## Stated task
Translate this sentence from the differential equation thread below into Spanish: "I’m trying to solve for the integral of B as a function of time."

## Text block
** begin **

First order dif. eq with second order polynomial

Quote:

Originally Posted by given

Hello,
I’m trying to solve for the integral of B as a function of time.

Please forgive the simple-text formatting of the Eqs, for some reason they are losing formatting when I paste them from word.

dB/dt=c-eB-aB^2

I have reworked it to:

dB/(c-eB-aB^2 )=dt

But am unable to simplify it to a point where I can integrate it.

I appreciate any guidance on how to approach this. I have looked through engineering solutions on ordinary Dif eqs. But couldn’t find an example that was helpful.

** end **

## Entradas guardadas
** begin **

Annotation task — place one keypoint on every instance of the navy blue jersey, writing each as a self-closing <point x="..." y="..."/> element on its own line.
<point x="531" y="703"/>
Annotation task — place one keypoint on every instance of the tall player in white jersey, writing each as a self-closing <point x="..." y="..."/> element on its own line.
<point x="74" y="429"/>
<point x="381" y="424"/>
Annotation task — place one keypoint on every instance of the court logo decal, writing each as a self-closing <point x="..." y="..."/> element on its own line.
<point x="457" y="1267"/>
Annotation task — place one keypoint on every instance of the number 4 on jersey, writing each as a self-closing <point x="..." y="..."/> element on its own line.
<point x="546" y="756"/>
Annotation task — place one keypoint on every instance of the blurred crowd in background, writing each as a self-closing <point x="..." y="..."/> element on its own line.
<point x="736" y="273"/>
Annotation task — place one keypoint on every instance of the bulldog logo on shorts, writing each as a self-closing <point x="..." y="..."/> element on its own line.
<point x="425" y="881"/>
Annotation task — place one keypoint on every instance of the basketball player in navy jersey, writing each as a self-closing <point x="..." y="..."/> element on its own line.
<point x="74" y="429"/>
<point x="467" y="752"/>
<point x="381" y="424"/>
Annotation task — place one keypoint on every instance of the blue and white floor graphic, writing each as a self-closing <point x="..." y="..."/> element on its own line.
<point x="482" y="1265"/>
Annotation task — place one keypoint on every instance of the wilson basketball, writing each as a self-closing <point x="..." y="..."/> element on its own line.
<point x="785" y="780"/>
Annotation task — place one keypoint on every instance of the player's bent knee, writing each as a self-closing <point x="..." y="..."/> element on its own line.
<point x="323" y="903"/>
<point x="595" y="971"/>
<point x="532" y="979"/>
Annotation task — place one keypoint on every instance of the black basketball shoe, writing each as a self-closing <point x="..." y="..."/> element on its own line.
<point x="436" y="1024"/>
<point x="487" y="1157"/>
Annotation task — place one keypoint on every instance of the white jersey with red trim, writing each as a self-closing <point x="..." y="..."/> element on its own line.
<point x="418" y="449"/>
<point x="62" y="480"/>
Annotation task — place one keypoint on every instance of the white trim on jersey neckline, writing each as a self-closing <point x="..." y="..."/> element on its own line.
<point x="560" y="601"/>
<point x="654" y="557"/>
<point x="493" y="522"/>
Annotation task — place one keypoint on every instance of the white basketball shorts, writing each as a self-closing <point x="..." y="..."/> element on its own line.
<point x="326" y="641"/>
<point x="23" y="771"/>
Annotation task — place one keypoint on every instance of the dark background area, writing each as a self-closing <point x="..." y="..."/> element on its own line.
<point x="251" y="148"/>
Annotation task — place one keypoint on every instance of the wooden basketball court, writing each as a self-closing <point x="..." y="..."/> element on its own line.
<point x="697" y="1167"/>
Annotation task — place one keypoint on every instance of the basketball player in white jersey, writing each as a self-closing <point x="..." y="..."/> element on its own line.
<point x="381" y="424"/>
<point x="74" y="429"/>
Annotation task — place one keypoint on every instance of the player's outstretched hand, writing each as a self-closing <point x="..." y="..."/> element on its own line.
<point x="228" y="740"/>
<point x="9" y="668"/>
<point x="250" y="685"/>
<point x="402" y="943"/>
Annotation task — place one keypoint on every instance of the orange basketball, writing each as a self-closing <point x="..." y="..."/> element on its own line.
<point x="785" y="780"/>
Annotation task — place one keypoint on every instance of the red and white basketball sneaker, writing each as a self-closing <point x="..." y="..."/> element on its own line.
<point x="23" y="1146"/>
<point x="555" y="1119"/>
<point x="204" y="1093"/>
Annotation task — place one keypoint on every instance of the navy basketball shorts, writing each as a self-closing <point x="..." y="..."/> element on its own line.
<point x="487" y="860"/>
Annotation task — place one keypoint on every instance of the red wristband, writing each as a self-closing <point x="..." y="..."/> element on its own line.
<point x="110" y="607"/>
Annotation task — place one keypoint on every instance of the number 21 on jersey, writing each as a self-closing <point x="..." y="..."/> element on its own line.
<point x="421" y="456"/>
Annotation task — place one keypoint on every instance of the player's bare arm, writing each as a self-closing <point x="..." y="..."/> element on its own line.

** end **

## Complete response
Estoy intentando obtener la integral de B en función del tiempo.